-- BEGIN SOURCE PASSAGE --

The spatial distribution and variation of soil attributes are of 
considerable interest in soil science. A detailed understanding of 
the spatial variability of soil is the foundation for precision and 
variable agriculture management [1]. Soil attribute interpolation is 
critical for studying the spatial variation and distribution 
characteristics of soil. Analyzing and forecasting the spatial 
distribution and dynamics of soil properties are important 
elements of sustainable land management. In recent years, 
geostatistics has been widely used to predict the spatial distribution 
of physical and chemical soil properties [2]. Furthermore, 
Cokriging interpolation has been increasingly applied to all 
aspects of soil property prediction because it provides a higher 
level of prediction accuracy than ordinary kriging interpolation 
[3]. The Cokriging method, as an extension of the ordinary 
statistical kriging method, can obtain good results by allowing for 
more than one variable in a prediction and by considering both 
self-correlation and cross-correlation between variables [4]. 
Existing research has demonstrated that calculation of the cross- 
correlation using the Cokriging method can still achieve accurate 
prediction results even with a lack of simple correlation between 
variables [5,6]. Chai Xurong et al. found that the Cokriging 
method can yield more accurate results than the ordinary kriging 
method when using auxiliary elevation as a parameter to predict 



the spatial distribution of soil exchangeable potassium and pH.

-- END SOURCE PASSAGE --
-- BEGIN DATASET CONTENT --

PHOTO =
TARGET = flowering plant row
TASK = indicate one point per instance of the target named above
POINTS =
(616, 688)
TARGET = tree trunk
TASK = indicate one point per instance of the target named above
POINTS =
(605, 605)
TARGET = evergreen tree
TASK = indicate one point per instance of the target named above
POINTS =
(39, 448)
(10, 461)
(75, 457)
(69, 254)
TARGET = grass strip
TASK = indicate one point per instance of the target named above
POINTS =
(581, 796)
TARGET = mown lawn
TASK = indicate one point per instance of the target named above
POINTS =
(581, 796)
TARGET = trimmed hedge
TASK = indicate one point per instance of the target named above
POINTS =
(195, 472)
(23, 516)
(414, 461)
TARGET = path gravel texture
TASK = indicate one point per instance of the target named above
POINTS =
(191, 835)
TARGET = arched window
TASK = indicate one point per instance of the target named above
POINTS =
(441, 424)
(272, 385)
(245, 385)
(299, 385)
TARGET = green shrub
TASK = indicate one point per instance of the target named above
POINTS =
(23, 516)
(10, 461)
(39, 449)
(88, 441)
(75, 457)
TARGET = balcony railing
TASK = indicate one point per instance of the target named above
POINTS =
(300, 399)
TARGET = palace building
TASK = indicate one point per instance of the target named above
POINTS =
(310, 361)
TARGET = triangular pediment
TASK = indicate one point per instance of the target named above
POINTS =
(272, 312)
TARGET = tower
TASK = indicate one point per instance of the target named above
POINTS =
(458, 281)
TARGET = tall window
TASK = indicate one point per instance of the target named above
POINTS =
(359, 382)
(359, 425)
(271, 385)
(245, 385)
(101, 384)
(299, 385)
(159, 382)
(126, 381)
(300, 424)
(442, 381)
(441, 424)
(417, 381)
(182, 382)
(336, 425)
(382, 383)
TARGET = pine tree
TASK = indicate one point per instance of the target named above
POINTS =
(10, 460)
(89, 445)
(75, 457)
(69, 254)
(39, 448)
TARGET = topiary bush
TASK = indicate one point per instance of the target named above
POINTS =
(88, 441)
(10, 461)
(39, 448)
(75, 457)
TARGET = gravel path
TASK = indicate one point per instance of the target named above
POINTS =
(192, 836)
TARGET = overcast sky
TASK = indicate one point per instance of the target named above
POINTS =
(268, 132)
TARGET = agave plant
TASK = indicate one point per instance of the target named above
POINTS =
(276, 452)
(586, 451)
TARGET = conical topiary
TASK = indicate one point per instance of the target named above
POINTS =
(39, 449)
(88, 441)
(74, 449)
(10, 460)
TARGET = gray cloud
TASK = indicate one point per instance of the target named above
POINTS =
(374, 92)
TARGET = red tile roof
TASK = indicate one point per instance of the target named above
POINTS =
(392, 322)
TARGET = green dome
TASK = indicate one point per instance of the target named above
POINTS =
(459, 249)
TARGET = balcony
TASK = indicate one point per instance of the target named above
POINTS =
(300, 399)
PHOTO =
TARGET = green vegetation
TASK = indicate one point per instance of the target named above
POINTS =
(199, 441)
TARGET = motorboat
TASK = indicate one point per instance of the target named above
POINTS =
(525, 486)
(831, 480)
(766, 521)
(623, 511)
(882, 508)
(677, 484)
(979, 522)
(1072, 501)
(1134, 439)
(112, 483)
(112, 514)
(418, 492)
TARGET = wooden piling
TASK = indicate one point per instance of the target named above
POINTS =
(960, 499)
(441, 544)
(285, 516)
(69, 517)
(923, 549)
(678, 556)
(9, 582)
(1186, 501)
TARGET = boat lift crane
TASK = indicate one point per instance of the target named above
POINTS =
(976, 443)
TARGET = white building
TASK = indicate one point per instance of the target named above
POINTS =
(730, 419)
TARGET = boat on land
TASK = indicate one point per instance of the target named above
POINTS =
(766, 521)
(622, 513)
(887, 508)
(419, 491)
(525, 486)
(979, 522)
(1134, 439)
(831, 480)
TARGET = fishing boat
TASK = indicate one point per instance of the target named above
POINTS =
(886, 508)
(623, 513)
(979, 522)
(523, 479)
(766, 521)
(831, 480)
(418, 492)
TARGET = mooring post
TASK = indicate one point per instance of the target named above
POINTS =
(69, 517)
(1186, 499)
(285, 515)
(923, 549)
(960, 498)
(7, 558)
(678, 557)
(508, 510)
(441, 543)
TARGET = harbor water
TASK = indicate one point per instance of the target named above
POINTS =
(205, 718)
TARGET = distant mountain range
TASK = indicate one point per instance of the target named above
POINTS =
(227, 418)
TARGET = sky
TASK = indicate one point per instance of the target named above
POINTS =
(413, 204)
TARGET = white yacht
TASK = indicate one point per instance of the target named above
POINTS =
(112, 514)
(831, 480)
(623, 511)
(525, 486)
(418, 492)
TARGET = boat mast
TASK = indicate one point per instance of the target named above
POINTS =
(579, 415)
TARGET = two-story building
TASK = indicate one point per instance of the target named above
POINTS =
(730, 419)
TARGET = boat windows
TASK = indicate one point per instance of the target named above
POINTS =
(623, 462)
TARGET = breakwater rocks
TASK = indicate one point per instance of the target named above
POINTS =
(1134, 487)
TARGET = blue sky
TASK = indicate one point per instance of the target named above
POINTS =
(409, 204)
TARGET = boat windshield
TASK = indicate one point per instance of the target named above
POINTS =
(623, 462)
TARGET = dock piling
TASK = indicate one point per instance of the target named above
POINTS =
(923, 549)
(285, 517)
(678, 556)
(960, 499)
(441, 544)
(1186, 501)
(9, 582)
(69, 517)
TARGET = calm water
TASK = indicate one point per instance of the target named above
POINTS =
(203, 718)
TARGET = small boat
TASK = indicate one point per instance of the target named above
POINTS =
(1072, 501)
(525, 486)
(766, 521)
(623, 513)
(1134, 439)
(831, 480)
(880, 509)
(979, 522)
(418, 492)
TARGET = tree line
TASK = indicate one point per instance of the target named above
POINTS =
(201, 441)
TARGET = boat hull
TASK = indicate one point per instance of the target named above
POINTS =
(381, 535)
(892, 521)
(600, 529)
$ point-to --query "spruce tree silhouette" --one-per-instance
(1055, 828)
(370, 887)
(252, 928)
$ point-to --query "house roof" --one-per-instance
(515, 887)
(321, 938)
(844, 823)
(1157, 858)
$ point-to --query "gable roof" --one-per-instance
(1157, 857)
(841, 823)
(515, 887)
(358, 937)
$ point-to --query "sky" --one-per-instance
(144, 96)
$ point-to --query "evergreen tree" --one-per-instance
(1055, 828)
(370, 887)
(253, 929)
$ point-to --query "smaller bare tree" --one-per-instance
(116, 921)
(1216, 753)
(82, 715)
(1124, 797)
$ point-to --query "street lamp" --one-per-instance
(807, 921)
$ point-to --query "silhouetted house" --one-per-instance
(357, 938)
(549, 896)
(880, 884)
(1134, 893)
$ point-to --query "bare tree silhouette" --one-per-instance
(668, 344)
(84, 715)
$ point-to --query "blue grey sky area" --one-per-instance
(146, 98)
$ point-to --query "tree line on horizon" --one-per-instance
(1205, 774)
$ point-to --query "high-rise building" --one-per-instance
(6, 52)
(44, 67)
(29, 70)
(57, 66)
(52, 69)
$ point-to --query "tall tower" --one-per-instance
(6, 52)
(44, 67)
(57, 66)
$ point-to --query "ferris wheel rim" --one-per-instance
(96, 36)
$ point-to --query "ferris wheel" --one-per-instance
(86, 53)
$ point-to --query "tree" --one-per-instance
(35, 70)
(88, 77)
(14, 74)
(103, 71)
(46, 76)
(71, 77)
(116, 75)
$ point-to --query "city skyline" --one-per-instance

-- END DATASET CONTENT --

_SET PROBLEM_:
Copy the soil passage starting with "Existing research has" and going on through "potassium and pH.", substituting "available phosphorus" for "exchangeable potassium". The listing was drawn from a different source.

_WRITTEN SOLUTION_:
Existing research has demonstrated that calculation of the cross- 
correlation using the Cokriging method can still achieve accurate 
prediction results even with a lack of simple correlation between 
variables [5,6]. Chai Xurong et al. found that the Cokriging 
method can yield more accurate results than the ordinary kriging 
method when using auxiliary elevation as a parameter to predict 



the spatial distribution of soil available phosphorus and pH.